• _GIVEN REQUEST_
Reproduce every line of the items below word for word, with nothing changed or left out.

• _DATASET CONTENT_
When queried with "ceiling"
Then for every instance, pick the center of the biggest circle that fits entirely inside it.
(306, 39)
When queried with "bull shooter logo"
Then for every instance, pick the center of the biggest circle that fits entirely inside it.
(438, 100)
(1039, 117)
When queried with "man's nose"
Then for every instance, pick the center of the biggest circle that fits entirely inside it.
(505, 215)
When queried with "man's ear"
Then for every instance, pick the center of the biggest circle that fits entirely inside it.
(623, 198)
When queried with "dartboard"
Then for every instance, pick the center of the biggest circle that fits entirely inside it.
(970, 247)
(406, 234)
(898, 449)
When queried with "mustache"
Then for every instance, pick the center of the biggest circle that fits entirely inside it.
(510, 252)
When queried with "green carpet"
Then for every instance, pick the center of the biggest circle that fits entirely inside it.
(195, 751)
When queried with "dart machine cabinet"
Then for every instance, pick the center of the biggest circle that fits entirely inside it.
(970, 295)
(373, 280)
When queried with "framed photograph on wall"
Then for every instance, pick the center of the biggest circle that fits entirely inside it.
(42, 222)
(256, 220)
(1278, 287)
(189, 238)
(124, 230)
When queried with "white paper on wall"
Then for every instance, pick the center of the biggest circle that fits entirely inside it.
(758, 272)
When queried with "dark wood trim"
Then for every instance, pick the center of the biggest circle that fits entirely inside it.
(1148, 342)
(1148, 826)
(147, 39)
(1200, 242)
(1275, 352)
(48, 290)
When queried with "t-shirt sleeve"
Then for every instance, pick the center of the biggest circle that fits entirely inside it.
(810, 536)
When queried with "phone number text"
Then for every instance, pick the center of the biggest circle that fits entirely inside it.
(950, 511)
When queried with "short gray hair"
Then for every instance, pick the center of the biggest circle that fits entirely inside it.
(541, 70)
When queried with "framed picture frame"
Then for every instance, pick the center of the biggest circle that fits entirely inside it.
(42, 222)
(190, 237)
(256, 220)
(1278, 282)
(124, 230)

• _REPLY_
When queried with "ceiling"
Then for every instance, pick the center of the biggest circle that fits entirely inside it.
(306, 39)
When queried with "bull shooter logo"
Then for every instance, pick the center of the biggest circle that fits entirely inside it.
(438, 100)
(1039, 117)
When queried with "man's nose"
Then for every instance, pick the center of the biggest circle that fits entirely inside it.
(505, 215)
When queried with "man's ear"
Then for every instance, pick the center of the biggest circle that fits entirely inside it.
(623, 198)
When queried with "dartboard"
Then for every instance, pick the center of the biggest circle that fits entirely inside it.
(970, 247)
(406, 234)
(898, 449)
When queried with "mustache"
Then for every instance, pick the center of the biggest circle that fits entirely inside it.
(510, 252)
When queried with "green carpet"
Then for every instance, pick the center of the biggest circle that fits entirely inside it.
(195, 751)
When queried with "dart machine cabinet"
Then for every instance, pick the center of the biggest circle that fits entirely inside it.
(970, 295)
(373, 280)
When queried with "framed photograph on wall"
Then for every instance, pick the center of the biggest circle that fits entirely inside it.
(42, 222)
(256, 220)
(1278, 287)
(189, 238)
(124, 230)
When queried with "white paper on wall"
Then for every instance, pick the center of the biggest circle that fits entirely inside it.
(758, 272)
When queried with "dark wood trim"
Then for every instance, pick the center of the biggest circle that fits entirely inside it.
(1148, 342)
(1148, 826)
(147, 39)
(1200, 242)
(1275, 352)
(48, 290)
When queried with "t-shirt sleeve"
Then for every instance, pick the center of the biggest circle that fits entirely inside it.
(810, 536)
When queried with "phone number text"
Then for every instance, pick the center of the biggest circle that fits entirely inside it.
(950, 511)
When queried with "short gray hair"
Then for every instance, pick the center of the biggest circle that fits entirely inside it.
(541, 70)
When queried with "framed picture frame"
Then for every instance, pick the center of the biggest circle that fits entirely inside it.
(42, 222)
(190, 237)
(256, 220)
(1278, 282)
(124, 230)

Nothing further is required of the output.